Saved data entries
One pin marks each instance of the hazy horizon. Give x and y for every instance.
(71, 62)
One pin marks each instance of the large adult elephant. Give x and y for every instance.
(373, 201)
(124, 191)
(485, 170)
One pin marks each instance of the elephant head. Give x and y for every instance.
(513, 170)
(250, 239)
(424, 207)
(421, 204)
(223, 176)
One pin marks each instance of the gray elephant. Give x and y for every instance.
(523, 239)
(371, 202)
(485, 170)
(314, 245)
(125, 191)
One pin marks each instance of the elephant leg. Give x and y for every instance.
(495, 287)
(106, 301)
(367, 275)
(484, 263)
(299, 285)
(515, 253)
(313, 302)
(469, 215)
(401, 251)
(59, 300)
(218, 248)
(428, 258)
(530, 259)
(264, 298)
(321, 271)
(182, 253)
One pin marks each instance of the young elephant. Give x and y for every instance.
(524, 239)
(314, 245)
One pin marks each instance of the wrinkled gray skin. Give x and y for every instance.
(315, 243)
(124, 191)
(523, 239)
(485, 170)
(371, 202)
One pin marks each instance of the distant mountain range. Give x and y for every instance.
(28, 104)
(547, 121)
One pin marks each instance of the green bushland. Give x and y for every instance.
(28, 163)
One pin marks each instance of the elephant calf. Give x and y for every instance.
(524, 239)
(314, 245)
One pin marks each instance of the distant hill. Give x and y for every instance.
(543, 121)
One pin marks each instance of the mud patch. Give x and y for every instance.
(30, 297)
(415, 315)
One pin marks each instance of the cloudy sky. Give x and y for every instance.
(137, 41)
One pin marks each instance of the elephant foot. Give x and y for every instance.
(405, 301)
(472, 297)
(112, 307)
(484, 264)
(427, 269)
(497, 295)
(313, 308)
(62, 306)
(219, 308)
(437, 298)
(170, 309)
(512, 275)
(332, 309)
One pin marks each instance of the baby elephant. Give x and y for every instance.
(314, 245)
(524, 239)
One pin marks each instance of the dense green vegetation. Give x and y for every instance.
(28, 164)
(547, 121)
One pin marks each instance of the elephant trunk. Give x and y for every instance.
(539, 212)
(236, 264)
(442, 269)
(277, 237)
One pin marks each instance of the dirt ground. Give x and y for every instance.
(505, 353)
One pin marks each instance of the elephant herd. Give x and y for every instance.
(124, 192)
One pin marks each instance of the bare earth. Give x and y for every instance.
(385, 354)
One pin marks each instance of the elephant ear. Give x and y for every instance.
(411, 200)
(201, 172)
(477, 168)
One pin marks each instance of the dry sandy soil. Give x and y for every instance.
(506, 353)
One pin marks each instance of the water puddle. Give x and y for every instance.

• _GOAL OF THE EXERCISE_: Repeat everything from the line containing "One pin marks each instance of the dry" down to the end of the entries, requests included. Scale every coordinate in the answers by 0.45 and round to whole numbers, with halves rounded up.

• _RESULT OF THIS EXERCISE_:
One pin marks each instance of the dry sandy soil. Give x and y for every instance.
(228, 159)
One pin marks each instance of the water puddle. Give x and y for every instance.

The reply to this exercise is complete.